* _Job_
Which lines in the items below contain the string "hair", matching case exactly? Copy out each of those lines.

Begin Materials provided

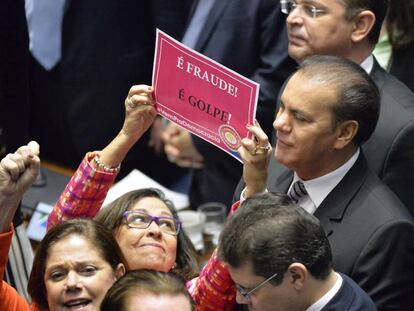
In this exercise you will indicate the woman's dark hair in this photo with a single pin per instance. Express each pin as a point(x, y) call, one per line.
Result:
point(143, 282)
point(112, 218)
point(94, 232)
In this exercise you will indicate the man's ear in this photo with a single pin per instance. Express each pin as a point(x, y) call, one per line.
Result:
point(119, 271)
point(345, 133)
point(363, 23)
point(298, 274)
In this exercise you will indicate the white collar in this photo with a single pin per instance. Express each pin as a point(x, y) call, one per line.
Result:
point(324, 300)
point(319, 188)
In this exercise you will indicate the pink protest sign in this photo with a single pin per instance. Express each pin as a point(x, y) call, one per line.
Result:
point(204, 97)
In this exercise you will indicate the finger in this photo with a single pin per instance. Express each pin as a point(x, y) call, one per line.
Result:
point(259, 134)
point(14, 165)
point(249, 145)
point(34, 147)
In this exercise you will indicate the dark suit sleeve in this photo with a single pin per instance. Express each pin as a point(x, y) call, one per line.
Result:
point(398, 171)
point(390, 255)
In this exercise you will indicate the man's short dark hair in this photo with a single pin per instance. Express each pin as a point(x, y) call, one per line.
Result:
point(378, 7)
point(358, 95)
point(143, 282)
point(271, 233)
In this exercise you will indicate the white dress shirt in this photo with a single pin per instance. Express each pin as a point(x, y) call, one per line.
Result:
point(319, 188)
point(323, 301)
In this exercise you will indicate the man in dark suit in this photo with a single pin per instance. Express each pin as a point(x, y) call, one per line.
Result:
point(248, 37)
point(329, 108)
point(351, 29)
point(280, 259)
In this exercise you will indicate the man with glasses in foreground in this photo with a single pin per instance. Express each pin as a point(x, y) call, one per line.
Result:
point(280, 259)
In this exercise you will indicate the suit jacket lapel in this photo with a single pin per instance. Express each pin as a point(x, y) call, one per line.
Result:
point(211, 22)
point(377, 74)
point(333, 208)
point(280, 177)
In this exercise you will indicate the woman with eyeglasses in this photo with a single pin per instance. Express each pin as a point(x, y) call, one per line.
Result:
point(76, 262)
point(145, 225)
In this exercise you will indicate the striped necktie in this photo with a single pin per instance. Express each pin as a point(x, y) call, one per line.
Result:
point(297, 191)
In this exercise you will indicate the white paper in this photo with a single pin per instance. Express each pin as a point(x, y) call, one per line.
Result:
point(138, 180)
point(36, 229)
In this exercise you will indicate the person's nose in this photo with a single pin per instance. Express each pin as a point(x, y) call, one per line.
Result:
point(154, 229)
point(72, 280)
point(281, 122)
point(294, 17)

End Materials provided
Begin Materials provided

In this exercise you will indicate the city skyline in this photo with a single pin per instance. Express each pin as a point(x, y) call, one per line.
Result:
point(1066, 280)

End Materials provided

* _Answer below_
In this exercise you will indicate the woman's dark hair in this photo with a single pin per instance. Express each pin as a point(x, y) call, one per line.
In this exercise you will indicate the man's short dark hair in this photo with a single pin per instance. Express each pin as a point(x, y) call, one per line.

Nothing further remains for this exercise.